Dataset START
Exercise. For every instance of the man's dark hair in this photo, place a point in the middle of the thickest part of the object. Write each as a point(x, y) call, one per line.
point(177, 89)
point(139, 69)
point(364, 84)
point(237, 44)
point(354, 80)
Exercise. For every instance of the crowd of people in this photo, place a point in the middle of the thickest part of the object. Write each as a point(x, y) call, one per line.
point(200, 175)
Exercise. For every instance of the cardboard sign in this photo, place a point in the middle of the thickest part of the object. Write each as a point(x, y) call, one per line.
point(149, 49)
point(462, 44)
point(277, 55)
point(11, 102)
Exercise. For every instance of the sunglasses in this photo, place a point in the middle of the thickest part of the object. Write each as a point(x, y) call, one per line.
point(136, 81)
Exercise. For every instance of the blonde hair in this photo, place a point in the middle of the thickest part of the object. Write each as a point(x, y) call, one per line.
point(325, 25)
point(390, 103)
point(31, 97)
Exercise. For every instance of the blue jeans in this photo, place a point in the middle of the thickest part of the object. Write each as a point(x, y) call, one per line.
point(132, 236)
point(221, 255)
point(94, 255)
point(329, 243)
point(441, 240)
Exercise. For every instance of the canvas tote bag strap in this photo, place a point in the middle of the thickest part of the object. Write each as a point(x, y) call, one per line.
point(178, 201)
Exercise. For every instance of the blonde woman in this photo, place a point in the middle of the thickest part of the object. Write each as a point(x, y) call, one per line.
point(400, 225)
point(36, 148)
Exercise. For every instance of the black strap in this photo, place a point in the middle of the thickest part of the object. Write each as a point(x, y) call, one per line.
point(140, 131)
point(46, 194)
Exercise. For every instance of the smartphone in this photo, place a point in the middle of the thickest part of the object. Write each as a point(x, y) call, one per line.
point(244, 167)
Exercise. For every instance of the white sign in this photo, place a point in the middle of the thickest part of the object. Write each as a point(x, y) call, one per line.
Dataset END
**Assignment:** Every record, start to finish: reproduce it word for word.

**Response to this exercise:**
Exercise. For every instance of the man's dark hair in this photo, place a point in the middle of the thickest part of the object. Write each as a point(x, y) call, one per line.
point(177, 89)
point(139, 69)
point(364, 84)
point(237, 44)
point(354, 80)
Exercise. For every instance of the crowd of people in this photo, place a point in the middle of the thickest part of the object. Write each as a point(x, y) call, one per line.
point(200, 175)
Exercise. For every instance of the cardboard sign in this photo, place a point in the middle of the thickest part of the object. Write each as a point(x, y) call, one per line.
point(149, 49)
point(462, 44)
point(277, 55)
point(11, 102)
Exercise. For every instance of the sunglasses in this photo, place a point in the middle of the thickest part of the object. Write each as a point(x, y) call, one per line.
point(136, 81)
Exercise. For every instance of the blonde hair in this photo, place a point in the middle of the thickest part of the object. Write each as a point(x, y) call, one per line.
point(325, 25)
point(390, 103)
point(31, 97)
Exercise. For every instance of the blue jeans in this photo, place a point in the middle of the thickest part of the object. Write each as a point(x, y) call, one per line.
point(132, 236)
point(221, 255)
point(94, 255)
point(329, 243)
point(441, 240)
Exercise. For every instance of the canvas tote bag strap in this photo, place a point in the middle of the thickest part of the object. Write each as a point(x, y) call, one per line.
point(178, 201)
Exercise. For every instance of the blonde woman in this photo, place a point in the middle of the thickest part of the object. Write each as a point(x, y) call, one per line.
point(400, 225)
point(36, 148)
Exercise. For every instance of the black strap in this photo, place a point in the middle of the thickest part of the object. Write each as a point(x, y) call, one per line.
point(140, 131)
point(46, 194)
Exercise. For every instance of the smartphone in this photo, place a point in the middle of the thickest part of the object. Write each as a point(x, y) call, one per line.
point(244, 167)
Exercise. For every instance of the white sign in this photo, place a point in the middle of the thickest part of the object. Write each as a point(x, y) call, one per line.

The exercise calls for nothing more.